### Exercise details
Reproduce word for word the lines of the listing below, starting at the line that contains "outline weathered stone" and ending at the line that contains "[[[24,65],[24,59],[21,57],[4,57],[0,60],[0,71],[20,69]]]", with both of those lines included.

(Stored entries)
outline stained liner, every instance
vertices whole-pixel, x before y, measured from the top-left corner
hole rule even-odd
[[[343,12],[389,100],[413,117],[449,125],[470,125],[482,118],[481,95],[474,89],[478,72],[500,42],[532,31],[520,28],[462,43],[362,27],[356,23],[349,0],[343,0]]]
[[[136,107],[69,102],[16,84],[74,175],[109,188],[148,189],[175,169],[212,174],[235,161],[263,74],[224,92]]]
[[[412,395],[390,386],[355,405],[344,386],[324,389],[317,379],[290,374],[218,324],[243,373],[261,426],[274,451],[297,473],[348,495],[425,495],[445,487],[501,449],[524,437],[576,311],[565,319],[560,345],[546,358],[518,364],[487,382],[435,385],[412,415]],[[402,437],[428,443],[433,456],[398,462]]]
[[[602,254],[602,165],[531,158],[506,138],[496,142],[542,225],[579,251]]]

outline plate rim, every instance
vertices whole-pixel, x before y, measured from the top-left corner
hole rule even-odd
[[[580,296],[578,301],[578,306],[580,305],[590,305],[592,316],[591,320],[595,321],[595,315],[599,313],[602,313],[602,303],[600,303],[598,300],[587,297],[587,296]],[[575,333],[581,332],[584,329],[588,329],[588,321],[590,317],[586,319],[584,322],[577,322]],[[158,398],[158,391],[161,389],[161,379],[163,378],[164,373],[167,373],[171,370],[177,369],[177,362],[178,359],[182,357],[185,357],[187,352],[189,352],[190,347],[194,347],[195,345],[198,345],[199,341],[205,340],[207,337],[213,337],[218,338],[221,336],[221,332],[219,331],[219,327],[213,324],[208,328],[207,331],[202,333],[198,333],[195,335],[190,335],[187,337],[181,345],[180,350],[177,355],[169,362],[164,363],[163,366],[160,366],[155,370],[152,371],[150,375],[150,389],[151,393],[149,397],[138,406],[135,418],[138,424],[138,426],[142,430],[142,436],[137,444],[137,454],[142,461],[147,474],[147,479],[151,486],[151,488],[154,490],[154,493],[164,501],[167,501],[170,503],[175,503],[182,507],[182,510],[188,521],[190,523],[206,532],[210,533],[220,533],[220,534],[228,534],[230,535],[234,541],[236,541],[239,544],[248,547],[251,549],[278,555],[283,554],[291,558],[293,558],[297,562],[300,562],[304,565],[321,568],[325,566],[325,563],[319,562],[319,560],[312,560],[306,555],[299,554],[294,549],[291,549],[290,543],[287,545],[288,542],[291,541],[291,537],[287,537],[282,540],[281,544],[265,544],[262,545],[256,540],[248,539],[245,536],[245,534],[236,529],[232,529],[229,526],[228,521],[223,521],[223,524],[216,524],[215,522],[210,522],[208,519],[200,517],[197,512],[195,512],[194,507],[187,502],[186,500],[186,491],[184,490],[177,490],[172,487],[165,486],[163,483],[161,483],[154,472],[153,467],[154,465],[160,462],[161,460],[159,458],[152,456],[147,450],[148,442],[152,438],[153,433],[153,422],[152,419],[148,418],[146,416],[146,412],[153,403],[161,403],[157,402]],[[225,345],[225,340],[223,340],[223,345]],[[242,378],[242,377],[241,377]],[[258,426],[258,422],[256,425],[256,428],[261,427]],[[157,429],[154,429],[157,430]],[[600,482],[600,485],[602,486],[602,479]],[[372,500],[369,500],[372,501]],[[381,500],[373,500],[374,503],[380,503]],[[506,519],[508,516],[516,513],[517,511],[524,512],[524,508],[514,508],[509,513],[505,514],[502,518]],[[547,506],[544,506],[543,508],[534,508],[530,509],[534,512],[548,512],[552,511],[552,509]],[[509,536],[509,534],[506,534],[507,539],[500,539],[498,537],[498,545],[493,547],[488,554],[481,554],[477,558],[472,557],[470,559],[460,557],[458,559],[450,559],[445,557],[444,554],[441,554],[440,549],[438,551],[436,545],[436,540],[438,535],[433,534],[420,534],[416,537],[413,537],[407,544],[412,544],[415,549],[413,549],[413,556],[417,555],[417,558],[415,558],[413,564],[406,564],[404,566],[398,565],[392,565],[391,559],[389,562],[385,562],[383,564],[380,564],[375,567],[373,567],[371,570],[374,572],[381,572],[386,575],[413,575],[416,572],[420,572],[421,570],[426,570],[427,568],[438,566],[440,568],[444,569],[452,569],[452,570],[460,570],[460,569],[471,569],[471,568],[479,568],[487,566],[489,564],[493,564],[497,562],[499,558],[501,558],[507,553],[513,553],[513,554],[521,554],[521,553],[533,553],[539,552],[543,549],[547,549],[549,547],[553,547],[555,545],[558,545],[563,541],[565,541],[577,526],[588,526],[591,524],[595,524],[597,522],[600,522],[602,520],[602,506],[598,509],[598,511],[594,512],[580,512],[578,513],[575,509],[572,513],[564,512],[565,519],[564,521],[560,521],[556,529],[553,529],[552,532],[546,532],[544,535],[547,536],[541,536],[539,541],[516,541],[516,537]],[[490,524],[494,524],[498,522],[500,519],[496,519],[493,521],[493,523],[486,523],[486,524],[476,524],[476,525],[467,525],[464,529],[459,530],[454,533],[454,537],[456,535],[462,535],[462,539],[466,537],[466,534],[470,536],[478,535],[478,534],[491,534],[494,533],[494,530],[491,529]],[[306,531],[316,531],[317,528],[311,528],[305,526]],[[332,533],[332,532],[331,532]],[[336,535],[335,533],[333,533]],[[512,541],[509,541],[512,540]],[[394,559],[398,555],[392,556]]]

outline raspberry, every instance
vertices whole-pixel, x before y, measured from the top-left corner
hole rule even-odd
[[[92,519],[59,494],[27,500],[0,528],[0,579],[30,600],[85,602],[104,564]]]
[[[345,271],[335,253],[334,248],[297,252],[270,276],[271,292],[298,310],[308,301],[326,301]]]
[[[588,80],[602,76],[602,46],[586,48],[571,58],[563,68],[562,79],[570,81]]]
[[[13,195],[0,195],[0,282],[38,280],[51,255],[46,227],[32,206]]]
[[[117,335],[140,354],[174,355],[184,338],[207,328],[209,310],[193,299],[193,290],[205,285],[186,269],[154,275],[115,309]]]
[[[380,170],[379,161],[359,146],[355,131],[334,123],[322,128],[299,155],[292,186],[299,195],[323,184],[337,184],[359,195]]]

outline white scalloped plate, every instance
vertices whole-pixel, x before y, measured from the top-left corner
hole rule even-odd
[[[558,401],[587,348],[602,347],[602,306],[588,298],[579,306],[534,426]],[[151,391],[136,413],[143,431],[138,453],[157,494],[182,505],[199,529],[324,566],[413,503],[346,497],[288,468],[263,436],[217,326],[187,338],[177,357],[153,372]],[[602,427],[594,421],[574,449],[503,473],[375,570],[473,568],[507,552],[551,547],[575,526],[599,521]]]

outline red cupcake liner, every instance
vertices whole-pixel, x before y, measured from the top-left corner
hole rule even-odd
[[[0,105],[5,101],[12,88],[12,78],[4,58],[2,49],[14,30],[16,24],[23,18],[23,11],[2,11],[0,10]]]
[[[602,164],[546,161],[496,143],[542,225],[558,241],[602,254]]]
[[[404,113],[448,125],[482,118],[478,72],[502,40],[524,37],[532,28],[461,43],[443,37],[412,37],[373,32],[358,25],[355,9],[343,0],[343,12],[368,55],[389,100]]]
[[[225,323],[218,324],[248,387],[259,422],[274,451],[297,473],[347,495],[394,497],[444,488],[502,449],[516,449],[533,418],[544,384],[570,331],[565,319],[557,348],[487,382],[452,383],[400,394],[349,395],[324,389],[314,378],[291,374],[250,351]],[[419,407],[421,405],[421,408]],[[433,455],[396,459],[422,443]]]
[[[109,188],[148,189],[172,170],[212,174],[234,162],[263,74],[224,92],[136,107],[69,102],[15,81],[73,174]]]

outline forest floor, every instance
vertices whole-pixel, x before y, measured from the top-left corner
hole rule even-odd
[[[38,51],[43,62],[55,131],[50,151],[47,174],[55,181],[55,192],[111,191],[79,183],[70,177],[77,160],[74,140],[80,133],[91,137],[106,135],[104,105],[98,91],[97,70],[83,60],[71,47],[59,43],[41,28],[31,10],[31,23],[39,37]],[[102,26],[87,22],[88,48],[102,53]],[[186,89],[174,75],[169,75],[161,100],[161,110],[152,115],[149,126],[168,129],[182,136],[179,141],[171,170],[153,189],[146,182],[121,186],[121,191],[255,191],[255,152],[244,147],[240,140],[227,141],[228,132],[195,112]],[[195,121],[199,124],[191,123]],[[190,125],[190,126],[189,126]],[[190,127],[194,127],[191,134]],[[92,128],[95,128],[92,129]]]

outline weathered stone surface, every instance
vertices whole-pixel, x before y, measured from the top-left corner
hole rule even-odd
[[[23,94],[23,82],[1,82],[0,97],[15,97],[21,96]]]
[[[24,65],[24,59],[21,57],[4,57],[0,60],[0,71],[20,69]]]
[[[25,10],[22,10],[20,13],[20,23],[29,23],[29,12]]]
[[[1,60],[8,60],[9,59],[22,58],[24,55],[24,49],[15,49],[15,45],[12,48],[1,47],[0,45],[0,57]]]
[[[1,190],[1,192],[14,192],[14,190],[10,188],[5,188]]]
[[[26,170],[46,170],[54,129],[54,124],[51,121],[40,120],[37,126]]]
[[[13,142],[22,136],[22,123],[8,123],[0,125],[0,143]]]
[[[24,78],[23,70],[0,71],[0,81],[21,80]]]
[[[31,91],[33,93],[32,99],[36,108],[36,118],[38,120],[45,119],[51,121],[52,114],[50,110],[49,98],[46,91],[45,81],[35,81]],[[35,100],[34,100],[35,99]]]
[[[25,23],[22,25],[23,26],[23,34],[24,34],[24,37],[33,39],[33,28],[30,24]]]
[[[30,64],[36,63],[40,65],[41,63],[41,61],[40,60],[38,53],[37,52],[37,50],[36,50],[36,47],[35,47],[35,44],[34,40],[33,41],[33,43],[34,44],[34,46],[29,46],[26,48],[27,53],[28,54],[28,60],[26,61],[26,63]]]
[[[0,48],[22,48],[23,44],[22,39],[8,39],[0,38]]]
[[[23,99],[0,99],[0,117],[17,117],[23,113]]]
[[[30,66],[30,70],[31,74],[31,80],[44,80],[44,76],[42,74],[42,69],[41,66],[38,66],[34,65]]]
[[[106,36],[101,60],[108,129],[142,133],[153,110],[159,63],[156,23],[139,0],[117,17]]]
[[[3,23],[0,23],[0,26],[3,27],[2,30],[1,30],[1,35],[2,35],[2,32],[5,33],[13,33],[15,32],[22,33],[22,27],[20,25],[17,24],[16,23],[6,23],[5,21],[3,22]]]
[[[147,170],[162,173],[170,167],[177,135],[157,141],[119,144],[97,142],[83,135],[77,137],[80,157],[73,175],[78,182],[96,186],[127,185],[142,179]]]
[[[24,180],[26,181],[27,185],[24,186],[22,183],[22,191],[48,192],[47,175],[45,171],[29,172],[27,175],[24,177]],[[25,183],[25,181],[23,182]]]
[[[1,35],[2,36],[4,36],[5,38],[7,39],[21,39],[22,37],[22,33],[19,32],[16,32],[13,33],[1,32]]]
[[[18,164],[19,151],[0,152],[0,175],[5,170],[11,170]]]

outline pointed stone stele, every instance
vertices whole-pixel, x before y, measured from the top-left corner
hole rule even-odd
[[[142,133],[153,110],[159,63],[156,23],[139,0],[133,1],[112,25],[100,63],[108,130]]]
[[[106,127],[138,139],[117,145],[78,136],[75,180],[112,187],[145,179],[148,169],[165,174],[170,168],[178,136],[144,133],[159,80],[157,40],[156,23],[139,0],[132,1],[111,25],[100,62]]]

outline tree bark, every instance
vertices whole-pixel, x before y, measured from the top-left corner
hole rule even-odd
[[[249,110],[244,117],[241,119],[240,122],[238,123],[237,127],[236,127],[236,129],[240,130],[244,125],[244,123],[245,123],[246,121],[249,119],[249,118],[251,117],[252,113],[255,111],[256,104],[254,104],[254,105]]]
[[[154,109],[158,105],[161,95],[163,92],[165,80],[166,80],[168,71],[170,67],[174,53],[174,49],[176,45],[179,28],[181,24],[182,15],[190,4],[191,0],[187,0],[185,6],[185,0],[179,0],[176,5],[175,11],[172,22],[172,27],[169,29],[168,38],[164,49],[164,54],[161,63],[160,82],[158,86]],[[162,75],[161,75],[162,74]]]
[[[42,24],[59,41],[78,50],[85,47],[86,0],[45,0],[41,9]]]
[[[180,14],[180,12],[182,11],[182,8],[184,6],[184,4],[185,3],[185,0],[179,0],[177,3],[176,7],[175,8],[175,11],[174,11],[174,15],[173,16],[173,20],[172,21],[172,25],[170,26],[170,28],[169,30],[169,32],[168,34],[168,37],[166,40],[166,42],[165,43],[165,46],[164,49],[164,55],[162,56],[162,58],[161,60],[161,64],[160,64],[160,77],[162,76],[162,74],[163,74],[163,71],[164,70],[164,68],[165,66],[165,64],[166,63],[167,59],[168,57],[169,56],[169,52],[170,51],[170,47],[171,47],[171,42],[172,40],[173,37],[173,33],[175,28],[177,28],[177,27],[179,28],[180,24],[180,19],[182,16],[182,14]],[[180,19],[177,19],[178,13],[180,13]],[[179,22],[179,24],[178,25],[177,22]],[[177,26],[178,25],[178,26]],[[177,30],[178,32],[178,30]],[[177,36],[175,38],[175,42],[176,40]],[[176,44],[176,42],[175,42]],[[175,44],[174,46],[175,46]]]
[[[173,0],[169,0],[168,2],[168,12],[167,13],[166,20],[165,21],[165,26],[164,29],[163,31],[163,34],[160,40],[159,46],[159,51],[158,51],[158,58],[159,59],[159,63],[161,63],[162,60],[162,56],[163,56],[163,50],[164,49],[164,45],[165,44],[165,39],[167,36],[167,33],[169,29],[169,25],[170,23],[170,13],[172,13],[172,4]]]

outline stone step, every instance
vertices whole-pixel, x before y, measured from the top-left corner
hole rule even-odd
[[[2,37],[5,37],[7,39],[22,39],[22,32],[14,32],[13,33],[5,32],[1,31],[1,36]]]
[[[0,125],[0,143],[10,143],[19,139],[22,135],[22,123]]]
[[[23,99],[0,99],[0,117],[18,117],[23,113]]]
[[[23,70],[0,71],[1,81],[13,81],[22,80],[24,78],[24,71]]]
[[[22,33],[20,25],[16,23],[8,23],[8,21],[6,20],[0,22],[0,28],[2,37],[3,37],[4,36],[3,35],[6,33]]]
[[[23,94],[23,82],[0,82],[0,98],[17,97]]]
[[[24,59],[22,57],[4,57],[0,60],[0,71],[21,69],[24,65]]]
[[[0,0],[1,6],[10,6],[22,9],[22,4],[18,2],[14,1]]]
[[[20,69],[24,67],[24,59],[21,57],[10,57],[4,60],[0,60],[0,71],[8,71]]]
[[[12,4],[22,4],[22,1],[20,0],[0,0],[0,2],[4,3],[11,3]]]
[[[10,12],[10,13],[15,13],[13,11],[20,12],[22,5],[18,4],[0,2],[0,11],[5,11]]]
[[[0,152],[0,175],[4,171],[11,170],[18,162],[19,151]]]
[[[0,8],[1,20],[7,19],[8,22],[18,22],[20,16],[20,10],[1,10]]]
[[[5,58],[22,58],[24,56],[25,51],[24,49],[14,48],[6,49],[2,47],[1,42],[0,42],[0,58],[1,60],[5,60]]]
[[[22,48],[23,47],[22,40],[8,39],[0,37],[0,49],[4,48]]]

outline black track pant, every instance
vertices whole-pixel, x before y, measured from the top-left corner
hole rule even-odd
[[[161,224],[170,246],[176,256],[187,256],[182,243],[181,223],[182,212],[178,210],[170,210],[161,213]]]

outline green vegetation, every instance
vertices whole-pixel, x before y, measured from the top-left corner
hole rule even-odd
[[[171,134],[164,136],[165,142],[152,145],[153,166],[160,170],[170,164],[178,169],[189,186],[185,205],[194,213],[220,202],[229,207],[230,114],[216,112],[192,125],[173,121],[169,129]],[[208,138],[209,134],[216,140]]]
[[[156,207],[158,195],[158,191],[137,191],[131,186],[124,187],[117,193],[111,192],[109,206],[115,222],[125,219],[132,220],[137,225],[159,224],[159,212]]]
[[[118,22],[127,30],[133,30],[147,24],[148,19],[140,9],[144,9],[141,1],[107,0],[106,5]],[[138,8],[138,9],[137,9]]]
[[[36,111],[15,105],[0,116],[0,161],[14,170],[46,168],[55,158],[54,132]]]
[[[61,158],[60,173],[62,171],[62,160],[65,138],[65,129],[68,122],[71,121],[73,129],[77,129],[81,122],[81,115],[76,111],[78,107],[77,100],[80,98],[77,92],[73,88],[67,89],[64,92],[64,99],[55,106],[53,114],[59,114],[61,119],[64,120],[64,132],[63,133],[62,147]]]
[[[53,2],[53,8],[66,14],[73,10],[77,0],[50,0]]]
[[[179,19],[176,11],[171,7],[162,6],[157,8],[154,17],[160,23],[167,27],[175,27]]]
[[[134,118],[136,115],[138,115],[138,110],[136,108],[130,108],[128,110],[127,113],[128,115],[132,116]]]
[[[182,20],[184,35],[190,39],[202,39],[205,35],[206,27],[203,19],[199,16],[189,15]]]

### Final result
outline weathered stone surface, every instance
vertices whole-pixel, x before y, measured from the top-left corner
hole rule even-odd
[[[23,94],[23,82],[1,82],[0,97],[15,97],[21,96]]]
[[[24,65],[24,59],[21,57],[4,57],[0,60],[0,71],[20,69]]]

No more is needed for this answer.